* **Instrucción**
Reproduce íntegro y sin ningún cambio el fragmento sobre Marie-Claude.

* **Fragmento del documento**
Toda su vida la dedicó desde el hispanismo francés más comprometido a indagar en nuestra última historia. Y no sólo desde el punto de vista académico, desde ese trabajo suyo como catedrática de Civilisation Espagnole en Nanterre, sino también en lo que podríamos llamar trabajos «a pie de obra», siempre atenta a lo que pasaba o no pasaba entre nosotros como una lectora más de los acontecimientos. Escribió mucho sobre muchos asuntos. La Transición española a la democracia ocupó buena parte de sus intereses universitarios, así como el papel de la mujer en el espacio público, el anarquismo o la presencia en la prensa española de la guerrilla antifranquista. Pero ya digo que Marie-Claude no fue sólo eso: fue una currante también fuera de los círculos académicos. Sabía como nadie que la universidad y la calle han de andar juntas, que una aprende de la otra, que los libros y los archivos continúan vivos cuando salen al aire de aquellas alamedas que gritaba Salvador Allende desde el Palacio de la Moneda el último día de su vida. Cuando hablábamos o nos escribíamos era para mostrar ese interés suyo por lo que aquí a tanta gente le importaba un pito. La exhumación de las fosas le provocaba un entusiasmo grande, mezclado, claro está, con esa sensación de tristeza y de rabia que también provoca pensar que en este país todo lo que tiene que ver con el pasado más reciente es como un tren que se queda escacharrado antes de llegar a la última estación: «…este silencio macizo/ que hasta en las frondas se acuesta», como escribía Miguel Hernández muchos años atrás, casi a punto de convertirse, él mismo, en ese silencio obsceno al que lo condenó la dictadura.

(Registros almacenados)
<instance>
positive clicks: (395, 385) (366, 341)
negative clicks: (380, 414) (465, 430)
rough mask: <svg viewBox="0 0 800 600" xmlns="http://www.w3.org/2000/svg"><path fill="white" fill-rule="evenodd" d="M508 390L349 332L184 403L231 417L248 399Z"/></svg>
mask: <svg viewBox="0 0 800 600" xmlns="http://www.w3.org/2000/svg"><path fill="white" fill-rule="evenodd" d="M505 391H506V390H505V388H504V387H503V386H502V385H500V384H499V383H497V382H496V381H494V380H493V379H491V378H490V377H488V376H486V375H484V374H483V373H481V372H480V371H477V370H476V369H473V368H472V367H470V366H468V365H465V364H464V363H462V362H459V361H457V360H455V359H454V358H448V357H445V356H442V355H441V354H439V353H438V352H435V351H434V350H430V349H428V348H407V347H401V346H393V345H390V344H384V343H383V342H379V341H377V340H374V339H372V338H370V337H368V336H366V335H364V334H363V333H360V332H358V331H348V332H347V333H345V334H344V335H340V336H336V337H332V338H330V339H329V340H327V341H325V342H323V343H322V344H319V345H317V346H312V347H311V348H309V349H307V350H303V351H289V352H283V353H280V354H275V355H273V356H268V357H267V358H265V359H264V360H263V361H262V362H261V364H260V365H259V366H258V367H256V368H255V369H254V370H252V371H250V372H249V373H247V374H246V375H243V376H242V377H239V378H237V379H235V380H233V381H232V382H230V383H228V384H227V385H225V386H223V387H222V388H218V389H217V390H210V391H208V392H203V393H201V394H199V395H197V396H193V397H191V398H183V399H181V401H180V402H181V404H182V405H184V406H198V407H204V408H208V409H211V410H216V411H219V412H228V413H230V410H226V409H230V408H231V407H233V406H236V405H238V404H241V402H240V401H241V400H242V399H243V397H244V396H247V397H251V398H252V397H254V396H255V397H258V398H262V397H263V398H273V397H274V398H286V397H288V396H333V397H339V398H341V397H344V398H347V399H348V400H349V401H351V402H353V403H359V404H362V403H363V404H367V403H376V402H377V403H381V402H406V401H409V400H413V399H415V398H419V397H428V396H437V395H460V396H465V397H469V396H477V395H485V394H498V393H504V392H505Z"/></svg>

* **Respuesta**
Toda su vida la dedicó desde el hispanismo francés más comprometido a indagar en nuestra última historia. Y no sólo desde el punto de vista académico, desde ese trabajo suyo como catedrática de Civilisation Espagnole en Nanterre, sino también en lo que podríamos llamar trabajos «a pie de obra», siempre atenta a lo que pasaba o no pasaba entre nosotros como una lectora más de los acontecimientos. Escribió mucho sobre muchos asuntos. La Transición española a la democracia ocupó buena parte de sus intereses universitarios, así como el papel de la mujer en el espacio público, el anarquismo o la presencia en la prensa española de la guerrilla antifranquista. Pero ya digo que Marie-Claude no fue sólo eso: fue una currante también fuera de los círculos académicos. Sabía como nadie que la universidad y la calle han de andar juntas, que una aprende de la otra, que los libros y los archivos continúan vivos cuando salen al aire de aquellas alamedas que gritaba Salvador Allende desde el Palacio de la Moneda el último día de su vida. Cuando hablábamos o nos escribíamos era para mostrar ese interés suyo por lo que aquí a tanta gente le importaba un pito. La exhumación de las fosas le provocaba un entusiasmo grande, mezclado, claro está, con esa sensación de tristeza y de rabia que también provoca pensar que en este país todo lo que tiene que ver con el pasado más reciente es como un tren que se queda escacharrado antes de llegar a la última estación: «…este silencio macizo/ que hasta en las frondas se acuesta», como escribía Miguel Hernández muchos años atrás, casi a punto de convertirse, él mismo, en ese silencio obsceno al que lo condenó la dictadura.